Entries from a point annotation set

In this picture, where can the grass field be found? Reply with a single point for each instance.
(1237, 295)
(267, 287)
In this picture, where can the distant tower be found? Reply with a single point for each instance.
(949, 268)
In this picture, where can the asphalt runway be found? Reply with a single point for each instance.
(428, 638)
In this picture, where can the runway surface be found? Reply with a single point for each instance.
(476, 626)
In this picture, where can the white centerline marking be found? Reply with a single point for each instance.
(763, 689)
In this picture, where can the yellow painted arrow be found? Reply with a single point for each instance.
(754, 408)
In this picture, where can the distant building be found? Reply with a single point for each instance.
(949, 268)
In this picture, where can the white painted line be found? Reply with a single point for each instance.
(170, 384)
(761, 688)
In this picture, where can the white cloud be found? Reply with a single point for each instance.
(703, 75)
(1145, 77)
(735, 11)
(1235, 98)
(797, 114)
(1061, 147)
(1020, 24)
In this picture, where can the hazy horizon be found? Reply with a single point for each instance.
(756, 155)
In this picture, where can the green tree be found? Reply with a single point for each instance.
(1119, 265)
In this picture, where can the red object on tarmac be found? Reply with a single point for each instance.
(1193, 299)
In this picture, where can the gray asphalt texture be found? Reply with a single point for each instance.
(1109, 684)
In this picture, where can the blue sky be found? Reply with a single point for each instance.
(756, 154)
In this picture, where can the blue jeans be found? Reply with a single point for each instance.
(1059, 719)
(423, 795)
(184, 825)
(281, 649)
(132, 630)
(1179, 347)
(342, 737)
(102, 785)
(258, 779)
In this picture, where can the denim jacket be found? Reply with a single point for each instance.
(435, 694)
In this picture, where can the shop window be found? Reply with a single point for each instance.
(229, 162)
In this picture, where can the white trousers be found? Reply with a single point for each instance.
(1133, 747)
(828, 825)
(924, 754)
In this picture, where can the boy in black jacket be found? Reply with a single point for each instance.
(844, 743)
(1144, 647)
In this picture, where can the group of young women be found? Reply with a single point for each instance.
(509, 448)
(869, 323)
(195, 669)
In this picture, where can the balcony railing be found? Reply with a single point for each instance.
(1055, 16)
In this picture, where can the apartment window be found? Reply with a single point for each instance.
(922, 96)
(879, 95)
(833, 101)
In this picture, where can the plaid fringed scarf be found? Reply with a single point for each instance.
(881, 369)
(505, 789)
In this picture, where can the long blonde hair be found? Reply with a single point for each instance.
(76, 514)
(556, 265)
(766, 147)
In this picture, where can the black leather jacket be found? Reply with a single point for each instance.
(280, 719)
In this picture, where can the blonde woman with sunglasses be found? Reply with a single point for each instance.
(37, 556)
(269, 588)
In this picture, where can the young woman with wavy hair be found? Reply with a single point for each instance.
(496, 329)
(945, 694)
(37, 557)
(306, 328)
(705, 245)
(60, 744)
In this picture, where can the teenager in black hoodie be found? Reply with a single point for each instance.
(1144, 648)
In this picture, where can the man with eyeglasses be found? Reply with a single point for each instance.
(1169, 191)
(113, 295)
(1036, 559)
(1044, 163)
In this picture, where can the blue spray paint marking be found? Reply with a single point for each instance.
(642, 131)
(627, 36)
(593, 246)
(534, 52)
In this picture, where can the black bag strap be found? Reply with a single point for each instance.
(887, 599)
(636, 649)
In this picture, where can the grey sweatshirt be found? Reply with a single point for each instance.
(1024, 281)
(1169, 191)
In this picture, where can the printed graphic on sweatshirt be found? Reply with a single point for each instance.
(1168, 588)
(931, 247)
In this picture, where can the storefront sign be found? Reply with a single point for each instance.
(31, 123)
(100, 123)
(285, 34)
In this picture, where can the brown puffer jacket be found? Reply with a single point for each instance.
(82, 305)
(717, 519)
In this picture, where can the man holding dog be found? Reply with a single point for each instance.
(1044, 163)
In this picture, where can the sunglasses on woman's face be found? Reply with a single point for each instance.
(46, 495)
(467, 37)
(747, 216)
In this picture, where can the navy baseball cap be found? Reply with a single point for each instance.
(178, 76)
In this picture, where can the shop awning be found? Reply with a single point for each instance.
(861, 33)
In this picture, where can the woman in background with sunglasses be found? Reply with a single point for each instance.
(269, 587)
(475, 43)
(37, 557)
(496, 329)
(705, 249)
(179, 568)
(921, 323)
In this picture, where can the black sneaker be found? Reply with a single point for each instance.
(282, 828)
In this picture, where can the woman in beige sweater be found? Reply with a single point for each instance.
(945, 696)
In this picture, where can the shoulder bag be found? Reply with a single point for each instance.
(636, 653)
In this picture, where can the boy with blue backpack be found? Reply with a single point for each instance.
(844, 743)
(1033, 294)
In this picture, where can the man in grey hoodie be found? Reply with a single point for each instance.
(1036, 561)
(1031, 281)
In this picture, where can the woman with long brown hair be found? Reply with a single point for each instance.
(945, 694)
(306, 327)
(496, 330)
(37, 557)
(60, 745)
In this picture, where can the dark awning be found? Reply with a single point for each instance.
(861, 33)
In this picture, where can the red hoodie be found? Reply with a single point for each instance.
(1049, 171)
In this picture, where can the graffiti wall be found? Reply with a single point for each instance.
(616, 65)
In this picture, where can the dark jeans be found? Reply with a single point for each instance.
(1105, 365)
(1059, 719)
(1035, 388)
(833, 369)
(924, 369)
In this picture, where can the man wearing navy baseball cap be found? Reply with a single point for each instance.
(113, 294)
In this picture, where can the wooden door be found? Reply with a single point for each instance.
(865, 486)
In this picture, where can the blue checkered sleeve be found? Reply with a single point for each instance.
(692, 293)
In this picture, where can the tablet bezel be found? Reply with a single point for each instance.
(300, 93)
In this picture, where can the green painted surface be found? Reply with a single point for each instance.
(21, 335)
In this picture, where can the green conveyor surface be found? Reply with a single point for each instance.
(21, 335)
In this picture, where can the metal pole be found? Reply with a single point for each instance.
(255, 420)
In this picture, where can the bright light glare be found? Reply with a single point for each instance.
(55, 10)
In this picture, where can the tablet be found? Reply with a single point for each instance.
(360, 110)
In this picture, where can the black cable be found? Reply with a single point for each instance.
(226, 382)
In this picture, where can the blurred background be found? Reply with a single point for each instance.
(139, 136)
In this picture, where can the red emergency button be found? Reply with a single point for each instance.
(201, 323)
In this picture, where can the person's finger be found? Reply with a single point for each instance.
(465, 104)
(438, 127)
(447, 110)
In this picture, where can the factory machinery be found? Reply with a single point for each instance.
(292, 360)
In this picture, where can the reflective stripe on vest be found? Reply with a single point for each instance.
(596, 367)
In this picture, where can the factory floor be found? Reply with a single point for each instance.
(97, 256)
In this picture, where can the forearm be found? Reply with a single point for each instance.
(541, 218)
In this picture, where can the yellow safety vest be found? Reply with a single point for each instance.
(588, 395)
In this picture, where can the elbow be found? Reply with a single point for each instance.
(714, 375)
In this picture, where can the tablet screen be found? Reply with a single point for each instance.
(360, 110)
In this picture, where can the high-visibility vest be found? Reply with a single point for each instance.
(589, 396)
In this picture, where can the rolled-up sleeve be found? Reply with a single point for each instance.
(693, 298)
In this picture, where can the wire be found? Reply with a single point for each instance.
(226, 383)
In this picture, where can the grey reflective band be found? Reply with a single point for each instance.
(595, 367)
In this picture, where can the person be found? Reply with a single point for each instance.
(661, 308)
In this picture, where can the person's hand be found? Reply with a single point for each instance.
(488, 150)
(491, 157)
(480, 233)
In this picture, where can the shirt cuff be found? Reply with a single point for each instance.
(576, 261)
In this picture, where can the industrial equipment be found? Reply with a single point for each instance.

◆ **SHORT PROBLEM**:
Put every line of the listing above into a numbered list, dropping any blank lines.

◆ **EXERCISE RESULT**:
1. In this picture, where can the grass field be found? Reply with a single point for each instance.
2. (1237, 295)
3. (267, 287)
4. In this picture, where can the distant tower be found? Reply with a single point for each instance.
5. (949, 268)
6. In this picture, where can the asphalt runway be found? Reply with a single point for each instance.
7. (428, 638)
8. In this picture, where can the runway surface be found? Reply with a single point for each instance.
9. (476, 626)
10. In this picture, where can the white centerline marking be found? Reply with a single point for each instance.
11. (763, 689)
12. In this picture, where can the yellow painted arrow be found? Reply with a single point for each instance.
13. (754, 408)
14. In this picture, where can the distant building be found? Reply with a single point for each instance.
15. (949, 268)
16. In this picture, where can the white painted line be found? Reply with a single point for each instance.
17. (170, 384)
18. (761, 688)
19. In this picture, where can the white cloud be found? Reply with a single point for each instance.
20. (703, 75)
21. (1145, 77)
22. (735, 11)
23. (1235, 98)
24. (797, 114)
25. (1061, 147)
26. (1020, 24)
27. In this picture, where can the hazy horizon be found? Reply with a single point for each instance.
28. (756, 155)
29. In this picture, where can the green tree be found? Reply with a single point for each instance.
30. (1119, 265)
31. In this picture, where can the red object on tarmac be found? Reply with a single point for each instance.
32. (1193, 299)
33. In this picture, where can the gray asphalt texture be found? Reply with a single point for each instance.
34. (1109, 684)
35. In this picture, where can the blue sky be found? Reply with a single point for each instance.
36. (756, 154)
37. In this picture, where can the blue jeans be found? Reply with a single point for each instance.
38. (1059, 719)
39. (423, 795)
40. (184, 825)
41. (281, 649)
42. (132, 630)
43. (1179, 347)
44. (342, 737)
45. (102, 785)
46. (258, 779)
47. In this picture, where can the denim jacket be found? Reply with a single point for each instance.
48. (435, 694)
49. In this picture, where can the shop window be found? Reply with a single point for each instance.
50. (229, 162)
51. In this picture, where can the white trousers be found? Reply with a single point for each instance.
52. (1133, 747)
53. (828, 825)
54. (924, 754)
55. In this picture, where can the boy in black jacket be found? Reply with a single point for each instance.
56. (844, 743)
57. (1144, 647)
58. In this picture, where can the group of young women be found? Reply with a single point for each instance.
59. (509, 448)
60. (869, 323)
61. (195, 669)
62. In this picture, where can the balcony railing be found? Reply with a single point for each instance.
63. (1055, 16)
64. In this picture, where can the apartment window be found? Reply with a single point for each instance.
65. (922, 96)
66. (879, 95)
67. (833, 101)
68. In this picture, where can the plaid fringed scarf be found? Reply with a single point for each instance.
69. (881, 369)
70. (505, 789)
71. In this picture, where can the long blonde hair be found? Reply with a single point for each instance.
72. (76, 514)
73. (556, 265)
74. (766, 147)
75. In this picture, where can the black leather jacket be found? Reply with a single point for each instance.
76. (280, 719)
77. In this picture, where can the blonde woman with sunglasses be found? Reply with a single point for each instance.
78. (37, 556)
79. (269, 588)
80. In this picture, where can the young woman with wavy hair be found? Reply with a single point for each instance.
81. (496, 329)
82. (945, 694)
83. (37, 557)
84. (306, 328)
85. (705, 245)
86. (60, 744)
87. In this picture, where can the teenager in black hoodie be found? Reply with a single point for each instance.
88. (1144, 648)
89. In this picture, where can the man with eyeglasses be found? Reply with a single point for each instance.
90. (1169, 191)
91. (113, 295)
92. (1036, 559)
93. (1044, 163)
94. In this picture, where can the blue spray paint marking be found? Reply with a single point for each instance.
95. (642, 131)
96. (627, 36)
97. (593, 246)
98. (534, 52)
99. In this picture, where can the black bag strap be found? Reply with a single point for each instance.
100. (887, 599)
101. (636, 649)
102. In this picture, where can the grey sweatshirt be found? Reply with a single point for each instance.
103. (1024, 281)
104. (1169, 191)
105. In this picture, where can the printed graphic on sweatshirt be found? Reply with a single point for each instance.
106. (1168, 588)
107. (931, 247)
108. In this picture, where can the storefront sign be found? Reply with a single point for each instance.
109. (31, 123)
110. (100, 123)
111. (285, 34)
112. In this picture, where can the brown puffer jacket be found? Reply with a single point for each instance.
113. (82, 305)
114. (717, 519)
115. In this picture, where can the man holding dog be found? Reply with a single point for each instance.
116. (1044, 163)
117. In this picture, where can the sunglasses on woman's face be found? Reply with a single point for each instance.
118. (46, 495)
119. (467, 37)
120. (747, 216)
121. In this picture, where can the navy baseball cap be found? Reply with a single point for each instance.
122. (178, 76)
123. In this picture, where can the shop awning be found? Reply with a single point for each instance.
124. (861, 33)
125. In this picture, where can the woman in background with sunglasses be found? Reply with a single point for each instance.
126. (269, 587)
127. (475, 43)
128. (37, 557)
129. (496, 329)
130. (705, 249)
131. (179, 568)
132. (921, 323)
133. In this picture, where can the black sneaker be found? Reply with a single point for each instance.
134. (282, 828)
135. In this picture, where can the woman in beige sweater be found? Reply with a single point for each instance.
136. (945, 696)
137. In this picture, where can the shoulder bag be found? Reply with a single point for each instance.
138. (636, 653)
139. In this picture, where can the boy with blue backpack be found? Reply with a single point for each instance.
140. (844, 743)
141. (1033, 294)
142. In this picture, where can the man in grey hoodie be found? Reply with a single point for each instance.
143. (1036, 561)
144. (1031, 281)
145. In this picture, where can the woman with long brown hair be found? Reply with a single point for each instance.
146. (945, 694)
147. (306, 327)
148. (496, 330)
149. (37, 557)
150. (60, 745)
151. In this picture, where can the dark awning be found? Reply with a single point for each instance.
152. (861, 33)
153. In this picture, where can the red hoodie be found? Reply with a single point for each instance.
154. (1049, 171)
155. In this picture, where can the graffiti wall be found? Reply with a single point for each instance.
156. (616, 65)
157. In this picture, where can the dark jeans be found? Reply with a single point for each instance.
158. (1105, 365)
159. (1059, 719)
160. (1035, 388)
161. (833, 369)
162. (924, 369)
163. In this picture, where can the man wearing navy baseball cap be found? Reply with a single point for each instance.
164. (113, 294)
165. In this picture, where can the wooden door be found? Reply with a single point for each instance.
166. (865, 486)
167. In this picture, where can the blue checkered sleeve be found? Reply with a single point for each instance.
168. (692, 293)
169. In this picture, where can the tablet bezel be found? Reply with a single point for each instance.
170. (300, 93)
171. In this picture, where can the green painted surface be found? Reply with a single point for each instance.
172. (21, 335)
173. In this picture, where can the green conveyor surface be found? Reply with a single point for each instance.
174. (21, 335)
175. In this picture, where can the metal pole be found? Reply with a single point for each instance.
176. (255, 420)
177. In this picture, where can the bright light glare be found? Reply with a single point for each instance.
178. (55, 10)
179. In this picture, where can the tablet be found? Reply with a single point for each instance.
180. (360, 110)
181. In this picture, where can the black cable be found? Reply with a single point for each instance.
182. (226, 382)
183. In this picture, where can the blurred background be found? Reply with a single point for each instance.
184. (139, 136)
185. In this picture, where can the red emergency button be found? Reply with a single point for each instance.
186. (201, 323)
187. In this picture, where can the person's finger be found? Reply with a single point for each instance.
188. (465, 104)
189. (438, 127)
190. (447, 110)
191. In this picture, where can the factory machinery be found? Reply with a single point for each instance.
192. (292, 360)
193. In this picture, where can the reflective stripe on vest be found? Reply with a single point for each instance.
194. (596, 367)
195. In this picture, where can the factory floor be found? Reply with a single point for each instance.
196. (97, 256)
197. In this picture, where can the forearm be found? Reply with a single point for each instance.
198. (541, 218)
199. In this picture, where can the yellow safety vest be found? Reply with a single point for each instance.
200. (588, 395)
201. In this picture, where can the elbow be found? Reply with a single point for each instance.
202. (714, 375)
203. In this picture, where can the tablet screen be found? Reply with a single point for each instance.
204. (360, 110)
205. In this picture, where can the high-visibility vest be found? Reply with a single point for each instance.
206. (589, 396)
207. In this picture, where can the rolled-up sleeve be found? Reply with a single point for each instance.
208. (693, 298)
209. In this picture, where can the wire be found? Reply with a single point for each instance.
210. (226, 383)
211. In this picture, where can the grey reflective band be found? Reply with a single point for each instance.
212. (595, 367)
213. In this picture, where can the person be found? Reply with a single point for each instance.
214. (661, 308)
215. In this picture, where can the person's hand be found? Reply with a single point for each instance.
216. (488, 150)
217. (491, 157)
218. (480, 233)
219. In this picture, where can the shirt cuff be found? Reply with a single point for each instance.
220. (576, 261)
221. In this picture, where can the industrial equipment be found? Reply with a single point for each instance.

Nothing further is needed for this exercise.